Below is some data; print it all back exactly.

Segment Open

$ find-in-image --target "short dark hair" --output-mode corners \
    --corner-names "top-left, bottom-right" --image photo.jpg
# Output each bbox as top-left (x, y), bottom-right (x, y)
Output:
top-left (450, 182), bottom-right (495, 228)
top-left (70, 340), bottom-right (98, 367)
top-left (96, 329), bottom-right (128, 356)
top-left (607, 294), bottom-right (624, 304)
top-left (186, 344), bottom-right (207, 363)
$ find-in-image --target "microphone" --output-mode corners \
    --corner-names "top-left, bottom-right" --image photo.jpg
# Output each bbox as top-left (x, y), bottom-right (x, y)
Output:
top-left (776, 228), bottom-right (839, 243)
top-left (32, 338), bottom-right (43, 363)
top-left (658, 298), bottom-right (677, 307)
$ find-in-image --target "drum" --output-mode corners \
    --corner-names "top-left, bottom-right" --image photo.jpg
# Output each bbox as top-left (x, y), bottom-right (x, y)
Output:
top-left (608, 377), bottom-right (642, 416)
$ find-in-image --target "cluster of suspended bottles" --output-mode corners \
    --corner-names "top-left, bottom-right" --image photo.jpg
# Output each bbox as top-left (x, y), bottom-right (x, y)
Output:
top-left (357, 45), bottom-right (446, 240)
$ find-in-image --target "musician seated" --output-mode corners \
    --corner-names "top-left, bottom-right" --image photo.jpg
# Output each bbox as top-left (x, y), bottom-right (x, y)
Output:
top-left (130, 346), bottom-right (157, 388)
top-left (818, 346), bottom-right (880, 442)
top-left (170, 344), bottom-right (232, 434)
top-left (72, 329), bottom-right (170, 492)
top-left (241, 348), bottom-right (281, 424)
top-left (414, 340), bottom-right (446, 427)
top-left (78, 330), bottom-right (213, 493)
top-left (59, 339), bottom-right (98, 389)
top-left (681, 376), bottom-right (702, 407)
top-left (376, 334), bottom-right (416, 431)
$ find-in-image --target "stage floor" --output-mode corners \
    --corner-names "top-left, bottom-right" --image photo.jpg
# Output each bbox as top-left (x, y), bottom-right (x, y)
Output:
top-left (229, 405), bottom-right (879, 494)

Segment Closed

**Your solution:**
$ find-in-image --target "short dark hair" --output-mode corners \
    --corner-names "top-left, bottom-right" --image photo.jpg
# Output each bbox as top-left (x, y), bottom-right (x, y)
Output:
top-left (450, 182), bottom-right (495, 228)
top-left (70, 340), bottom-right (98, 367)
top-left (96, 329), bottom-right (128, 356)
top-left (607, 294), bottom-right (624, 304)
top-left (186, 344), bottom-right (207, 363)
$ find-in-image --target "microphone" --output-mode corners \
    --corner-names "top-left, bottom-right" --image photo.jpg
# Output each bbox as top-left (x, y), bottom-right (x, y)
Output:
top-left (776, 228), bottom-right (839, 243)
top-left (32, 338), bottom-right (43, 363)
top-left (658, 298), bottom-right (677, 307)
$ find-in-image --target "drum" --output-mode corners \
    --corner-names "top-left, bottom-right" --image photo.jpg
# Output each bbox as top-left (x, y), bottom-right (x, y)
Output:
top-left (608, 377), bottom-right (642, 416)
$ find-in-image --target "cluster of suspended bottles" --output-mode corners \
    --corner-names "top-left, bottom-right" --image photo.jpg
# Output each bbox as top-left (x, y), bottom-right (x, y)
Output:
top-left (357, 45), bottom-right (446, 240)
$ find-in-image --target "musician seated" --output-mode corners \
    --corner-names "top-left, bottom-right" --image photo.jpg
# Output each bbox as top-left (x, y), bottom-right (x, y)
Output:
top-left (130, 346), bottom-right (157, 388)
top-left (818, 346), bottom-right (880, 442)
top-left (170, 344), bottom-right (232, 434)
top-left (72, 329), bottom-right (170, 492)
top-left (241, 348), bottom-right (281, 424)
top-left (414, 340), bottom-right (446, 427)
top-left (78, 330), bottom-right (213, 493)
top-left (59, 339), bottom-right (98, 389)
top-left (681, 376), bottom-right (702, 407)
top-left (376, 334), bottom-right (416, 431)
$ find-in-image --target "stage floor" --output-mode corners \
    --corner-names "top-left, bottom-right" --image photo.jpg
# Output each bbox as top-left (x, y), bottom-right (x, y)
Output:
top-left (229, 405), bottom-right (879, 494)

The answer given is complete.